Stored dataset items:
---*---

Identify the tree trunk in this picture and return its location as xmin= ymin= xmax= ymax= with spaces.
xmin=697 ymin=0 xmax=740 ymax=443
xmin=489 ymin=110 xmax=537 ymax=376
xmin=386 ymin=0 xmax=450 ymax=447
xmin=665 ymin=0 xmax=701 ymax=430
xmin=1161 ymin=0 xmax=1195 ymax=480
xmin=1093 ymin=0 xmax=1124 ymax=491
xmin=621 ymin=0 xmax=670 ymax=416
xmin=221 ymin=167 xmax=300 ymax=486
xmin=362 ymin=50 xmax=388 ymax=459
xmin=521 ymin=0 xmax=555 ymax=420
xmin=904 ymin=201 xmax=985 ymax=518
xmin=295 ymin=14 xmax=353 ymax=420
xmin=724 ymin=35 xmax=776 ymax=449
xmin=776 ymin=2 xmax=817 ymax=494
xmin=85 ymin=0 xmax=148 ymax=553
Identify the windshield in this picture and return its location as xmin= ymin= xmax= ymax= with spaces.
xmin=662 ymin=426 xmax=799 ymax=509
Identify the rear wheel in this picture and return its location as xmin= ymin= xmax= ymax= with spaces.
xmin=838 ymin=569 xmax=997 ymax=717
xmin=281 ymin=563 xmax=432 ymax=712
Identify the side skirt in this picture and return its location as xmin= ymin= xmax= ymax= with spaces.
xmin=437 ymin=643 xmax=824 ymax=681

---*---

_Exercise task_:
Arrange these lines as a Markdown table with the columns Row and Line, one line per row, numbered in order and skipping blank lines.

_Worked answer_:
| Row | Line |
|---|---|
| 1 | Identify the tree trunk in this picture and return its location as xmin= ymin= xmax= ymax= with spaces. |
| 2 | xmin=697 ymin=0 xmax=740 ymax=443 |
| 3 | xmin=489 ymin=110 xmax=537 ymax=376 |
| 4 | xmin=386 ymin=0 xmax=450 ymax=447 |
| 5 | xmin=665 ymin=0 xmax=701 ymax=430 |
| 6 | xmin=1161 ymin=0 xmax=1195 ymax=480 |
| 7 | xmin=1093 ymin=0 xmax=1124 ymax=491 |
| 8 | xmin=621 ymin=0 xmax=670 ymax=416 |
| 9 | xmin=221 ymin=167 xmax=300 ymax=486 |
| 10 | xmin=362 ymin=50 xmax=388 ymax=459 |
| 11 | xmin=521 ymin=0 xmax=555 ymax=420 |
| 12 | xmin=904 ymin=201 xmax=985 ymax=518 |
| 13 | xmin=295 ymin=14 xmax=353 ymax=420 |
| 14 | xmin=724 ymin=35 xmax=776 ymax=449 |
| 15 | xmin=776 ymin=2 xmax=817 ymax=494 |
| 16 | xmin=85 ymin=0 xmax=148 ymax=553 |
| 17 | Identify the windshield in this picture and return its location as xmin= ymin= xmax= ymax= with spaces. |
| 18 | xmin=662 ymin=426 xmax=799 ymax=509 |
| 19 | Identify the rear wheel in this picture and return its location as xmin= ymin= xmax= ymax= with spaces. |
| 20 | xmin=838 ymin=569 xmax=997 ymax=717 |
| 21 | xmin=281 ymin=563 xmax=432 ymax=712 |
| 22 | Identify the side skirt in this picture and return its location as xmin= ymin= xmax= ymax= with spaces. |
| 23 | xmin=437 ymin=643 xmax=824 ymax=681 |